**Job 1**
Extract the entire text of the bar reviews, word for word.

══ Document passage

Maynard’s Café (9306 Amherst Avenue, Margate) This “festive hangout for comfort eats and beer” is right across the street from bayside docks. It’s been there since the fifties and one oldhead fondly recalls “growing up with dollar Moosehead Wednesday’s to sneaky good wings. It always delivers.”
Robert’s Place (7807 Atlantic Avenue, Margate) Fell in love with this spot to the point of buying a T-shirt. It has a quintessentially locals feel, but welcoming in a way unlike at gems hidden from shoobie invasion. Really good food but the presentation – “clams casino on cafeteria trays” – eschews any sense of pretense.
St. George’s Pub (4282 Harbor Beach Boulevard, Brigantine) Got mixed reviews of this, essentially the only dive bar located in a strip mall on the barrier island just north of Atlantic City. In the pro column, from a shoobie: “They don’t close, awesome bartenders and have a great jukebox.” In the con column, from a local: “I won’t go there. Service blows. So horrible.” Hey, dive bars ain’t for everybody; one man's trash, another's treasure. Give it a try and decide for yourself.

════
══ Material for this exercise

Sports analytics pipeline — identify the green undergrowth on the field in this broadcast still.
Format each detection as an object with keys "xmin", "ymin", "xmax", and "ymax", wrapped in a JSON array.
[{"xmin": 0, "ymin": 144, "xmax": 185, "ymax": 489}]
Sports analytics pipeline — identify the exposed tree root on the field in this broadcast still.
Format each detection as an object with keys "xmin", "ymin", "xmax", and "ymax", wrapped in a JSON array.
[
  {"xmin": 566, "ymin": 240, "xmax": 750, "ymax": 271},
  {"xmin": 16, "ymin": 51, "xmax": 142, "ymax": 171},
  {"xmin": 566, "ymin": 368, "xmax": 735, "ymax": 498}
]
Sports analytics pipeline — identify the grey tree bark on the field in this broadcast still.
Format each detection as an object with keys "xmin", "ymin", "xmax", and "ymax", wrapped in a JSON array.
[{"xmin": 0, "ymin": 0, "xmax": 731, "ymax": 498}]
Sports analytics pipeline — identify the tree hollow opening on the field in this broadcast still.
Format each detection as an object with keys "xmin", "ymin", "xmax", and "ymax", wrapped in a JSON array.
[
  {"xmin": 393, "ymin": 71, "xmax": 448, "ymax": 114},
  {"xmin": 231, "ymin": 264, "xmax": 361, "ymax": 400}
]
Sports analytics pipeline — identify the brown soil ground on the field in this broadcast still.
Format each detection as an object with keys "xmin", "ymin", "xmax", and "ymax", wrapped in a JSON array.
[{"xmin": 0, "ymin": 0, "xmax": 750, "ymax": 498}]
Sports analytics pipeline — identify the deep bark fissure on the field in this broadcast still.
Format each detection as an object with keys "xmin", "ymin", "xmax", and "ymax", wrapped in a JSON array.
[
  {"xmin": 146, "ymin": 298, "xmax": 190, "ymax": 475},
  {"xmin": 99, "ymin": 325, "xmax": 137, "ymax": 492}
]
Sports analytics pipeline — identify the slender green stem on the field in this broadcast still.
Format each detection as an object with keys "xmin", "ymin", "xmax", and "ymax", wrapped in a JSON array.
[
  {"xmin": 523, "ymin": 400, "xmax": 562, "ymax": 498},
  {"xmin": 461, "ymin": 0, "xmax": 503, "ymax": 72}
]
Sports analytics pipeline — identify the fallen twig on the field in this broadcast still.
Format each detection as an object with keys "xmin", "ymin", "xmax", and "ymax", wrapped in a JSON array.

════

**Job 2**
Change "broadcast still" to "match frame" in the rows from the line with "Sports analytics pipeline — identify the deep" through the end of the rows, and return only those lines with nothing else altered.

**Response 1**
Maynard’s Café (9306 Amherst Avenue, Margate) This “festive hangout for comfort eats and beer” is right across the street from bayside docks. It’s been there since the fifties and one oldhead fondly recalls “growing up with dollar Moosehead Wednesday’s to sneaky good wings. It always delivers.”
Robert’s Place (7807 Atlantic Avenue, Margate) Fell in love with this spot to the point of buying a T-shirt. It has a quintessentially locals feel, but welcoming in a way unlike at gems hidden from shoobie invasion. Really good food but the presentation – “clams casino on cafeteria trays” – eschews any sense of pretense.
St. George’s Pub (4282 Harbor Beach Boulevard, Brigantine) Got mixed reviews of this, essentially the only dive bar located in a strip mall on the barrier island just north of Atlantic City. In the pro column, from a shoobie: “They don’t close, awesome bartenders and have a great jukebox.” In the con column, from a local: “I won’t go there. Service blows. So horrible.” Hey, dive bars ain’t for everybody; one man's trash, another's treasure. Give it a try and decide for yourself.

**Response 2**
Sports analytics pipeline — identify the deep bark fissure on the field in this match frame.
Format each detection as an object with keys "xmin", "ymin", "xmax", and "ymax", wrapped in a JSON array.
[
  {"xmin": 146, "ymin": 298, "xmax": 190, "ymax": 475},
  {"xmin": 99, "ymin": 325, "xmax": 137, "ymax": 492}
]
Sports analytics pipeline — identify the slender green stem on the field in this match frame.
Format each detection as an object with keys "xmin", "ymin", "xmax", and "ymax", wrapped in a JSON array.
[
  {"xmin": 523, "ymin": 400, "xmax": 562, "ymax": 498},
  {"xmin": 461, "ymin": 0, "xmax": 503, "ymax": 72}
]
Sports analytics pipeline — identify the fallen twig on the field in this match frame.
Format each detection as an object with keys "xmin", "ymin", "xmax", and "ymax", wrapped in a JSON array.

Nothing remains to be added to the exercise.